(Saved data entries)
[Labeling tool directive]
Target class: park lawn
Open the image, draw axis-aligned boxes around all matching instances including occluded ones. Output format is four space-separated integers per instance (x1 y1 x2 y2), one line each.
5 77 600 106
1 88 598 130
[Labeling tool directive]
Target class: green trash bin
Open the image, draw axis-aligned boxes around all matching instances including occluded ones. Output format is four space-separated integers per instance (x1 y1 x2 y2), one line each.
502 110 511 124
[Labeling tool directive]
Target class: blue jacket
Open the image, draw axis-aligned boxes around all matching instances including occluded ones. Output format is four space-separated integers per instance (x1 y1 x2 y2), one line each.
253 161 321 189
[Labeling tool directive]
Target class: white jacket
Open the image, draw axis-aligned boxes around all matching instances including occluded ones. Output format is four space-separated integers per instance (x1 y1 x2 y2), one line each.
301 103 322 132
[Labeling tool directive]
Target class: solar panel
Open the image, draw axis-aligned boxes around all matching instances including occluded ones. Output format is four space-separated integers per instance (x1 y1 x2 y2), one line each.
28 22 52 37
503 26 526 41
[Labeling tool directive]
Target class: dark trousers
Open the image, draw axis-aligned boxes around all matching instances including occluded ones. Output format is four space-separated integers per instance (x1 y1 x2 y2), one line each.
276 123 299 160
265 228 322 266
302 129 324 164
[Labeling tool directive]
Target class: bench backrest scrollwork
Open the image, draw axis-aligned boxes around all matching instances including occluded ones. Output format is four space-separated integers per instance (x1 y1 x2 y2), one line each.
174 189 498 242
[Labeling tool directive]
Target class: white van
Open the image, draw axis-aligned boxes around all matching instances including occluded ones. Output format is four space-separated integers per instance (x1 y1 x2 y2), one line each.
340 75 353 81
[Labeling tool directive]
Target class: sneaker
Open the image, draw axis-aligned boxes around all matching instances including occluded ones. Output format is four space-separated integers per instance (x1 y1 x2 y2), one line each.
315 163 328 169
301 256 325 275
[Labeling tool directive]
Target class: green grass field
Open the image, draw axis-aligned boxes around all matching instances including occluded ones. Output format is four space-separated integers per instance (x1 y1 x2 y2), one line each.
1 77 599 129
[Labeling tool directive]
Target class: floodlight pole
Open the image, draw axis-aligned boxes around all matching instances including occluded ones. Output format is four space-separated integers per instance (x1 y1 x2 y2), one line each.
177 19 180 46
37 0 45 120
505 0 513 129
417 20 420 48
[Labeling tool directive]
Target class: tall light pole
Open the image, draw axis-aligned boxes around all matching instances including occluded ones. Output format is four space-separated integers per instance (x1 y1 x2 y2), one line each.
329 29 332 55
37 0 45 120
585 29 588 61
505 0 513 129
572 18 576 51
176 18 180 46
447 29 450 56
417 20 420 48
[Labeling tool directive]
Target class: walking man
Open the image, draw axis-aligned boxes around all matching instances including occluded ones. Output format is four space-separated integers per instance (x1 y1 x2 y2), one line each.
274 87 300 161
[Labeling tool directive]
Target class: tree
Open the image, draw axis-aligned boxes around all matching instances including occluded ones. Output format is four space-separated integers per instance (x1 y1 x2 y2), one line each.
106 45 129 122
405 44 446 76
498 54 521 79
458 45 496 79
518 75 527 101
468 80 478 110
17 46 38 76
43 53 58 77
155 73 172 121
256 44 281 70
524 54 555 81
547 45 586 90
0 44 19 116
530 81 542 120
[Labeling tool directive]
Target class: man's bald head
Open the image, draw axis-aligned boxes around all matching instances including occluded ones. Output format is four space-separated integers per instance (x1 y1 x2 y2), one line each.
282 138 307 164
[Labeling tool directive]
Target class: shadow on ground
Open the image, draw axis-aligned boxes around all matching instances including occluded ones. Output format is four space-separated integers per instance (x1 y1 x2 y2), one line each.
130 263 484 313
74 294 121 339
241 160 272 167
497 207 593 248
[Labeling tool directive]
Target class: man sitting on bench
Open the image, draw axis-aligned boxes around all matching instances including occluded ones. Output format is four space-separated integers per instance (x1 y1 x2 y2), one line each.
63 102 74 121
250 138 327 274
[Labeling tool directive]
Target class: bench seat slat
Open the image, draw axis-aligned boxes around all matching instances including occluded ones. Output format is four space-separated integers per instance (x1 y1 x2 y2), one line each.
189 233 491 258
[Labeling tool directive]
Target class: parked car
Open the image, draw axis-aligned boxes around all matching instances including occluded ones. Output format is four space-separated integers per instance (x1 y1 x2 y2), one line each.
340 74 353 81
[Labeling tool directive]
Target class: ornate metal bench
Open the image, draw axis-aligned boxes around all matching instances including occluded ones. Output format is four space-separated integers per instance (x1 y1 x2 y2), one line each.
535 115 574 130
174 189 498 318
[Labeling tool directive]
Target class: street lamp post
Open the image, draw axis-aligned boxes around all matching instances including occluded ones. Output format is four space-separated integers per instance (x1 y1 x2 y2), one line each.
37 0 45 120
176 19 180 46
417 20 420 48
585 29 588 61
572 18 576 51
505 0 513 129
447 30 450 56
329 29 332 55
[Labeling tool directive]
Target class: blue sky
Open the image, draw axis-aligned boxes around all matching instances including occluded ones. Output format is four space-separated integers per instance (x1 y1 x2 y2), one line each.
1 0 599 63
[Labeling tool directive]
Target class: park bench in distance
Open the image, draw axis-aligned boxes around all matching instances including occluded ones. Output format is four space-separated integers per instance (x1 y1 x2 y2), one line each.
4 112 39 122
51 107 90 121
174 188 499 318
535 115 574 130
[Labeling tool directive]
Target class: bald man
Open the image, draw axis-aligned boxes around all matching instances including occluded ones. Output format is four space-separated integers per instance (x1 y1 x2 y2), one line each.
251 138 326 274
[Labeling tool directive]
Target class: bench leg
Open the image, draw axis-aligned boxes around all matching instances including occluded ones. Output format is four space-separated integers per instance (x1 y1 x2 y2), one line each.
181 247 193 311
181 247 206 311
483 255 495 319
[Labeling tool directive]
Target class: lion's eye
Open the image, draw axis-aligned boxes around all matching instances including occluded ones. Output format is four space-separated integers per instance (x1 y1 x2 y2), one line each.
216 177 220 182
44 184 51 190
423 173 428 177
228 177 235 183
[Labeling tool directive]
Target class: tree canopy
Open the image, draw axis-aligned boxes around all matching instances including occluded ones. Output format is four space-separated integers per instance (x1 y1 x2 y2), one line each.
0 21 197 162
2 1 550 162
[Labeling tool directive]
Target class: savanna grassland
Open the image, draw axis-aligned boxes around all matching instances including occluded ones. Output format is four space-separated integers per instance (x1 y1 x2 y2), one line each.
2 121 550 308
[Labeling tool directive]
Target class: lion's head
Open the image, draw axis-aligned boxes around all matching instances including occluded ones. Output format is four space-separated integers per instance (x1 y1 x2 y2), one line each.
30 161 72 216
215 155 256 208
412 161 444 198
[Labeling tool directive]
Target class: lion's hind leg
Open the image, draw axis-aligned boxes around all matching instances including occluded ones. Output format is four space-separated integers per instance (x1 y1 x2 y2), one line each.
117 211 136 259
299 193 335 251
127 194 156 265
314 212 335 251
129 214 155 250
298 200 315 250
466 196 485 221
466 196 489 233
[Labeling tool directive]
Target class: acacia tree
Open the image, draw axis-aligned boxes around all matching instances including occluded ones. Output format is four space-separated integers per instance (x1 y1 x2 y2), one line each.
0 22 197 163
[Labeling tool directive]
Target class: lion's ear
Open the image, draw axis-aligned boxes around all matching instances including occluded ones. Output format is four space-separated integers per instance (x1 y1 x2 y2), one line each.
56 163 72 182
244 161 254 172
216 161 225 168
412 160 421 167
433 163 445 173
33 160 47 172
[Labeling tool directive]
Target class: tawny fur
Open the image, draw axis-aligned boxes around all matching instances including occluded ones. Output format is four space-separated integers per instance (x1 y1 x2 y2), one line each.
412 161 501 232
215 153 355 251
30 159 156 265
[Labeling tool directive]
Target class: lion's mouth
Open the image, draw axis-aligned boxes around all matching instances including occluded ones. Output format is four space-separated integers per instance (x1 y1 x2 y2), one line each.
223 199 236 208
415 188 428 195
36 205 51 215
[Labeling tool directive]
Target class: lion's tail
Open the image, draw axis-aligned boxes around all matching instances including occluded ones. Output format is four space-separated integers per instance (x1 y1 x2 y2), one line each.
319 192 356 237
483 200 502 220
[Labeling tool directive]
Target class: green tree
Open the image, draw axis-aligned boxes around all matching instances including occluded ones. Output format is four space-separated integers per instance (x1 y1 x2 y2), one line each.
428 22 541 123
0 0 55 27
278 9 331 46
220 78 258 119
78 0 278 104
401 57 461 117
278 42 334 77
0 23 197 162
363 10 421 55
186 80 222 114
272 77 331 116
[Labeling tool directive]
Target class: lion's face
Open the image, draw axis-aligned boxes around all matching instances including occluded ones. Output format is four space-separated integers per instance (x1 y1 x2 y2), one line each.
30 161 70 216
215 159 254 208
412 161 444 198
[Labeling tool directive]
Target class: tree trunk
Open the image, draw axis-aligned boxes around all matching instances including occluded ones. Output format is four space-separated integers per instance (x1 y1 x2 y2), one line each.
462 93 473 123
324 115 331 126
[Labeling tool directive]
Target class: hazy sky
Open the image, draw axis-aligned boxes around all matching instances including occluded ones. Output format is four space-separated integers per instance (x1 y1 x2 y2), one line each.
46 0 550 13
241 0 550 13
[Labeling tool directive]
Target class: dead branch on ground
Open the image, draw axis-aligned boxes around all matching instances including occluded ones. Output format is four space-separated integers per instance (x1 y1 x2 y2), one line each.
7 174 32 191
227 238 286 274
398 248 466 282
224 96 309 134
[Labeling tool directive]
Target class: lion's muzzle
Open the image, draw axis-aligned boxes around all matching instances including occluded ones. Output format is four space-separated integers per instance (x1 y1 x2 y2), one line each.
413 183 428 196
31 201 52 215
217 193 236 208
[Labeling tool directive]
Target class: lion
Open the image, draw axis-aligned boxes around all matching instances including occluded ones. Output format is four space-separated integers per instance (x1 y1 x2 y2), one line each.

▶ Work request
Report every line in the data that holds "green", copying each one.

▶ Task output
Target class: green trash bin
Target class: green grass field
Target class: green tree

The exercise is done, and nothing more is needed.